### WRITTEN EXERCISE
Quote the lines below exactly, from the one that holds "form: [48, 244]." through the final line of the records, and only those.

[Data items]
** begin **

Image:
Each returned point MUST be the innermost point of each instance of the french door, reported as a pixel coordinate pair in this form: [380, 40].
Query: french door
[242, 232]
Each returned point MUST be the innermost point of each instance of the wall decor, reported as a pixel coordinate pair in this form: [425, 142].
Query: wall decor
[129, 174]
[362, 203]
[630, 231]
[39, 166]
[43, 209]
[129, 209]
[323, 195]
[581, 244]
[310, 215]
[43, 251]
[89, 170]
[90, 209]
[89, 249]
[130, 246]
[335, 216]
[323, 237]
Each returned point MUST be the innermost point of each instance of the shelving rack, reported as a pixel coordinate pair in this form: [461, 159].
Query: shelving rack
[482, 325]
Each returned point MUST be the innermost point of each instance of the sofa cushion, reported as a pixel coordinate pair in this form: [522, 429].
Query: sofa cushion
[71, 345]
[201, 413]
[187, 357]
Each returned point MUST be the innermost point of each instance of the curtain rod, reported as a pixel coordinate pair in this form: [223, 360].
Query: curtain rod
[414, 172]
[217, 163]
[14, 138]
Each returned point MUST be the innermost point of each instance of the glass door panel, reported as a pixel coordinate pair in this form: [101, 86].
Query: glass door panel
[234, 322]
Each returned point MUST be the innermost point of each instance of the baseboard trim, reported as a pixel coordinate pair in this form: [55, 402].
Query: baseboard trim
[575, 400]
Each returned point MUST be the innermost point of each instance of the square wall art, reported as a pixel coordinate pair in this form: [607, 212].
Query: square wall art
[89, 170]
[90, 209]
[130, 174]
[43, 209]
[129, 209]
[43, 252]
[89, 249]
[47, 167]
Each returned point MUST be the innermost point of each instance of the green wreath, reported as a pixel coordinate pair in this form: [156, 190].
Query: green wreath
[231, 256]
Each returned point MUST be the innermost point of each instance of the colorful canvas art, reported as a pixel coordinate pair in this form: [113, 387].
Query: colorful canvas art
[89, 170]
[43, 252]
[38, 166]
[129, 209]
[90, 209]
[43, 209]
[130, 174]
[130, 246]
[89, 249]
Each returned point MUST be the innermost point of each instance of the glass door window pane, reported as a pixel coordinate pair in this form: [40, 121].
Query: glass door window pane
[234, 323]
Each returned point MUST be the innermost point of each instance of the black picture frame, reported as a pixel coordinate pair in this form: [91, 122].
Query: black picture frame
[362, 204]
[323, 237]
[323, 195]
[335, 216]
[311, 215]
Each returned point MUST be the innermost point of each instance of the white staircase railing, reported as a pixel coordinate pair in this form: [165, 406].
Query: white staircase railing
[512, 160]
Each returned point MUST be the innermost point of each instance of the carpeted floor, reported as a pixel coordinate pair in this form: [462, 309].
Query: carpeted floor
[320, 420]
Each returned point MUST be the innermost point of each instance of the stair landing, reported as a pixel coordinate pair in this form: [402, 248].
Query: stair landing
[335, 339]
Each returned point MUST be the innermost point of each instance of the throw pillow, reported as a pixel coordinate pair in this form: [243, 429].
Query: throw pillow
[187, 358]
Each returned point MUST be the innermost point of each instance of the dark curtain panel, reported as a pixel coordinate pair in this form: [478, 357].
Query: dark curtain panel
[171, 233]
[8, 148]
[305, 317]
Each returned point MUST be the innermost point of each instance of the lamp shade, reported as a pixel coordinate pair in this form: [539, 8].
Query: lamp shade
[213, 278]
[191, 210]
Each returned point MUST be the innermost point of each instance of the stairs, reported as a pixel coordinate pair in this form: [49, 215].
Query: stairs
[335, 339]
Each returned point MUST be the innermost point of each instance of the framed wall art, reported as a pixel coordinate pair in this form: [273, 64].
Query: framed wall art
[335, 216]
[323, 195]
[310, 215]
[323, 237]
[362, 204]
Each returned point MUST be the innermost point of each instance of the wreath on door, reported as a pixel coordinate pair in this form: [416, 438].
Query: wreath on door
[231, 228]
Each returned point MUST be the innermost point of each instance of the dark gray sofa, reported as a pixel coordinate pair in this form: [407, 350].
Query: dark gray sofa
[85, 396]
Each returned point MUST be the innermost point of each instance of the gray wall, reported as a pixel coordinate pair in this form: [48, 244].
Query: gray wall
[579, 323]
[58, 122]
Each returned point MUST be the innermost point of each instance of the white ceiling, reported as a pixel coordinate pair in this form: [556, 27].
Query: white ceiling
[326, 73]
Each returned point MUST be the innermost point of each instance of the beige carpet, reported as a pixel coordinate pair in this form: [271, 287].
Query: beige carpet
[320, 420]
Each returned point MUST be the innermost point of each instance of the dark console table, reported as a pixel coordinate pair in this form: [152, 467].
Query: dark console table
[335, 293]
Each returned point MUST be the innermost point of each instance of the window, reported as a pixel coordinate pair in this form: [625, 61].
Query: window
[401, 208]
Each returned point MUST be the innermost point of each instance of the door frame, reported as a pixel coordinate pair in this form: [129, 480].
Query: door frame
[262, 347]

** end **

### WORKED SOLUTION
Each returned point MUST be the innermost point of each instance of the gray wall, reported as a pixel coordinate pair in this form: [48, 244].
Query: gray wall
[579, 323]
[58, 122]
Each returned point MUST be the innermost point of each instance of the white ceiling, reported as a pixel coordinate pair in this form: [556, 27].
Query: white ceiling
[326, 73]
Each returned point MUST be the innermost point of each instance of the beige carpet, reported as a pixel coordinate pair in this form: [271, 287].
Query: beige carpet
[320, 420]
Each returned point MUST be the innermost point of each instance of the dark console table, reported as a pixel coordinate pair in this form: [152, 467].
Query: dark console table
[335, 293]
Each returned point MUST be the innermost point of each instance of the window, reported as a pixel coordinate pair in this form: [625, 61].
Query: window
[401, 208]
Each returned point MUST be the innermost point of each instance of the door frame, reported as a pixel coordinate pair in this form: [129, 480].
Query: door frame
[262, 347]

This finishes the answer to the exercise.